*** Begin section ***
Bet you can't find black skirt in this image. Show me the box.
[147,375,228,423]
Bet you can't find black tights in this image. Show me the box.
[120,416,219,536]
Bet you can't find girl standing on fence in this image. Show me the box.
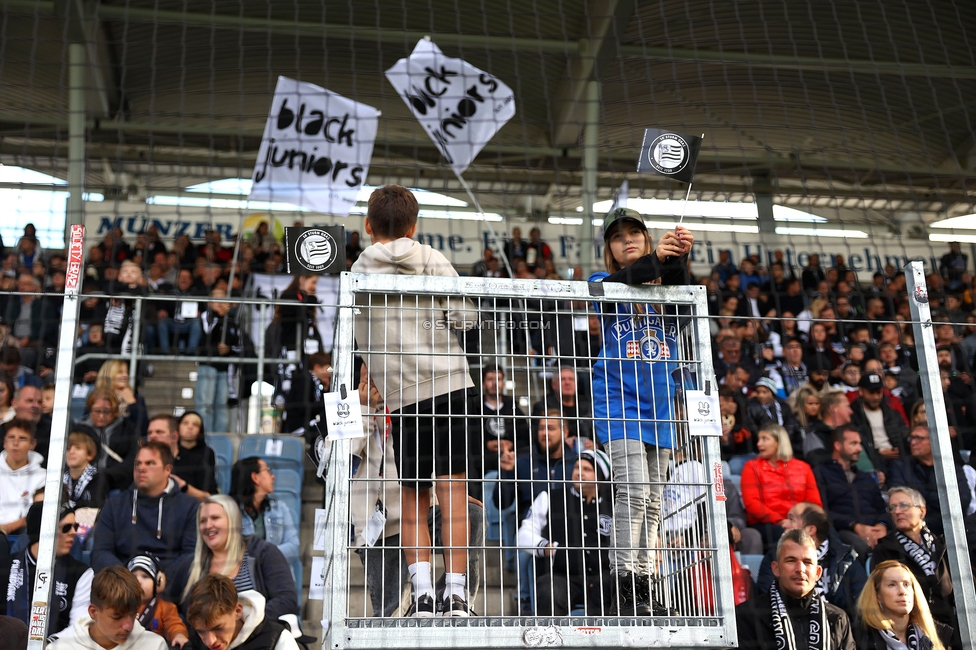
[589,207,693,616]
*** End section ***
■ Task ■
The expected answer is an exact copy of the lines from the one containing "Bet you can't find girl" through the last line of the entries above, both included, without pictures.

■ Result ■
Bet you can't find girl standing on fence in this image. Show me the box.
[589,207,693,616]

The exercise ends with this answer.